───── Textabschnitt
Therapiemöglichkeiten
Wurde die Ursache für die Schulterschmerzen gefunden, stellt sich die Frage, ob die Erkrankung oder Verletzung konservativ behandelt werden kann oder ob eine Operation unbedingt erforderlich ist. „Die Entscheidung darüber wird immer in einem ausführlichen Gespräch mit dem Patienten/der Patientin getroffen, wobei Faktoren wie Alter, gewisse Risikofaktoren und der Anspruch auf ein voll funktionierendes Gelenk eine entscheidende Rolle spielen“, so Dr. Keiblinger. Fällt die Entscheidung auf eine Behandlung ohne operative Maßnahme, wird meist auf die Kombination von medikamentöser Therapie und Physiotherapie gesetzt. Ziel der speziellen Übungen ist es, die Muskulatur des Schultergürtels zu stärken, das Zusammenspiel der einzelnen Muskeln zu trainieren und somit das Gelenk wieder in die richtige Position zu bringen.
──────────
───── Die Daten
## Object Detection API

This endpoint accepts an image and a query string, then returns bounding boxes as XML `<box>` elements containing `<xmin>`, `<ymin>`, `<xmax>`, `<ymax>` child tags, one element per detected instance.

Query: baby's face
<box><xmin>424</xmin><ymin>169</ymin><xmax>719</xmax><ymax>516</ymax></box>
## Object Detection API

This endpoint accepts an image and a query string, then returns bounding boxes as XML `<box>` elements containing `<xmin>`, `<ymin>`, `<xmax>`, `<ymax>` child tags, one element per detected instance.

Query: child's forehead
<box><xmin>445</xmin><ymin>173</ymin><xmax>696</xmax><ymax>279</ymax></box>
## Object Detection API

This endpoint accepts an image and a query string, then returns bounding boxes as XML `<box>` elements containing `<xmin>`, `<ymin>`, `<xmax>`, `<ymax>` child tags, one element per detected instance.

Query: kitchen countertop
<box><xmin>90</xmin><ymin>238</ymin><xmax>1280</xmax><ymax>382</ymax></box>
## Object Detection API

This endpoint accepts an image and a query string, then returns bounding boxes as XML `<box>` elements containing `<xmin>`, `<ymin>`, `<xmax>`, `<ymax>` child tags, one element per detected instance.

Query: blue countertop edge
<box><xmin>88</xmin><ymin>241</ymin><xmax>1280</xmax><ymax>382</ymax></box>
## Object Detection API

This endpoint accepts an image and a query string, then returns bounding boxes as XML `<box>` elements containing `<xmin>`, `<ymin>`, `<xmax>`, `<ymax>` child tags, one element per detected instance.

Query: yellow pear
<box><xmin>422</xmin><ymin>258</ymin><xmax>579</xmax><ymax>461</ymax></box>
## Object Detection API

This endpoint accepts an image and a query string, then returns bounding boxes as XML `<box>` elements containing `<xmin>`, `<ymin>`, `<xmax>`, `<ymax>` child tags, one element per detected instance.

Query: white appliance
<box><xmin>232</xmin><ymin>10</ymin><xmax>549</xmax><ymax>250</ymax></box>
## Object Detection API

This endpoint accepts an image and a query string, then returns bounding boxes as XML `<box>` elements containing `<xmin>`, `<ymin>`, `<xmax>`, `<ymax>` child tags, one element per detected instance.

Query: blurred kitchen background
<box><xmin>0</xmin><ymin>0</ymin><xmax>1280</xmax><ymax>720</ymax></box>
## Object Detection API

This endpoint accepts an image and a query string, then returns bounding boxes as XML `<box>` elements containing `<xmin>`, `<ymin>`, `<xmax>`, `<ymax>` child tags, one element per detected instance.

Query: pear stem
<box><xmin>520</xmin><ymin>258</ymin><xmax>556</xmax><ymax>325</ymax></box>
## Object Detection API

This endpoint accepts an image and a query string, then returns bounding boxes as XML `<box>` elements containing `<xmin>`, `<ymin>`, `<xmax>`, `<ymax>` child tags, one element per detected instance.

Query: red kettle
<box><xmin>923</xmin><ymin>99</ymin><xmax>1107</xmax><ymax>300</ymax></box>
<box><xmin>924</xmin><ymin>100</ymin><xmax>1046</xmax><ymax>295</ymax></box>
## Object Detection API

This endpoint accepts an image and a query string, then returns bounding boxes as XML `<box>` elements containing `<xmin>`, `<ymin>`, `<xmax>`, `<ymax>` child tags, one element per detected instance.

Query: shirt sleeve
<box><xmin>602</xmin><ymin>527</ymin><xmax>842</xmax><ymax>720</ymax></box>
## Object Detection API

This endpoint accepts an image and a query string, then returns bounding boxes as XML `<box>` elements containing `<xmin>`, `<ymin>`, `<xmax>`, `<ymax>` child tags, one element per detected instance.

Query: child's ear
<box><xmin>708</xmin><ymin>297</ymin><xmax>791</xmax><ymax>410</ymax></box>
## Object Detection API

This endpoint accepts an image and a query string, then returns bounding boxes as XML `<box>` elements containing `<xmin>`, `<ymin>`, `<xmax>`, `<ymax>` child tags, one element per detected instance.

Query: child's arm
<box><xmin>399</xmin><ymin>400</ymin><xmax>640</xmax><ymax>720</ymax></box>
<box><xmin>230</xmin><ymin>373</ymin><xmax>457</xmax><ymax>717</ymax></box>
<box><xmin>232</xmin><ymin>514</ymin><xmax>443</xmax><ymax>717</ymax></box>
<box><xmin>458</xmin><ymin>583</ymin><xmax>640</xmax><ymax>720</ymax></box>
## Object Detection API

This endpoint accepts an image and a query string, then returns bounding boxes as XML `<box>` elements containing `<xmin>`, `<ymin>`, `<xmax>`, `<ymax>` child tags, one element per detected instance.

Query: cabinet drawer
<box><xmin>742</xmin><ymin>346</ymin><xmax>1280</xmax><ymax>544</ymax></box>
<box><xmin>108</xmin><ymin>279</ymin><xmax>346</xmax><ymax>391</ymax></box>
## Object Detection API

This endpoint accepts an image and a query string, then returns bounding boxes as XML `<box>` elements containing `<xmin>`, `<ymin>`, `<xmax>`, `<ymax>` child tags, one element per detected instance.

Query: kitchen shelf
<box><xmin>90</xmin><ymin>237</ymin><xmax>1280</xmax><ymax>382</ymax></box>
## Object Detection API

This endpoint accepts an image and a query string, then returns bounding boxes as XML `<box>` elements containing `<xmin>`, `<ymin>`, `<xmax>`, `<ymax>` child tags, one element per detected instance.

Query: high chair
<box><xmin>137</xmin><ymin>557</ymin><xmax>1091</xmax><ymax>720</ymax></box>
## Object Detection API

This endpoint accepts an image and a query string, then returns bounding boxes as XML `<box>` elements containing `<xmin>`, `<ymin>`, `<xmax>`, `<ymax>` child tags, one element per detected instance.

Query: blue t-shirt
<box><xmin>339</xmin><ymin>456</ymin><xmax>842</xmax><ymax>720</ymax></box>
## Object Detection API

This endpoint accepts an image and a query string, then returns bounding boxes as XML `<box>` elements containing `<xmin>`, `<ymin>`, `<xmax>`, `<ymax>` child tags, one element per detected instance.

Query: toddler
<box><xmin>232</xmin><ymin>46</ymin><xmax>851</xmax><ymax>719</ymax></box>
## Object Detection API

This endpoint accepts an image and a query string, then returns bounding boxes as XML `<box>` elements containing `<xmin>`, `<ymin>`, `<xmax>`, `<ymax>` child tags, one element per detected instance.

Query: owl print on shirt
──────────
## Arbeitsauftrag 1
Worauf wird laut Textabschnitt meist gesetzt, wenn die Entscheidung auf eine Behandlung ohne operative Maßnahme fällt?
## Arbeitsauftrag 2
Gib den Textabschnitt beginnend mit „Therapiemöglichkeiten“ und weiter bis „Position zu bringen.“ wieder. Tausche dabei „Physiotherapie“ gegen „Krankengymnastik“.
## Arbeitsauftrag 3
Übersetze diesen Satz aus dem Textabschnitt ins Englische: „Ziel der speziellen Übungen ist es, die Muskulatur des Schultergürtels zu stärken, das Zusammenspiel der einzelnen Muskeln zu trainieren und somit das Gelenk wieder in die richtige Position zu bringen.“

## Ergebnis 1
Auf die Kombination von medikamentöser Therapie und Physiotherapie.

## Ergebnis 2
Therapiemöglichkeiten
Wurde die Ursache für die Schulterschmerzen gefunden, stellt sich die Frage, ob die Erkrankung oder Verletzung konservativ behandelt werden kann oder ob eine Operation unbedingt erforderlich ist. „Die Entscheidung darüber wird immer in einem ausführlichen Gespräch mit dem Patienten/der Patientin getroffen, wobei Faktoren wie Alter, gewisse Risikofaktoren und der Anspruch auf ein voll funktionierendes Gelenk eine entscheidende Rolle spielen“, so Dr. Keiblinger. Fällt die Entscheidung auf eine Behandlung ohne operative Maßnahme, wird meist auf die Kombination von medikamentöser Therapie und Krankengymnastik gesetzt. Ziel der speziellen Übungen ist es, die Muskulatur des Schultergürtels zu stärken, das Zusammenspiel der einzelnen Muskeln zu trainieren und somit das Gelenk wieder in die richtige Position zu bringen.

## Ergebnis 3
The aim of the special exercises is to strengthen the muscles of the shoulder girdle, to train the interplay of the individual muscles, and thus to bring the joint back into the correct position.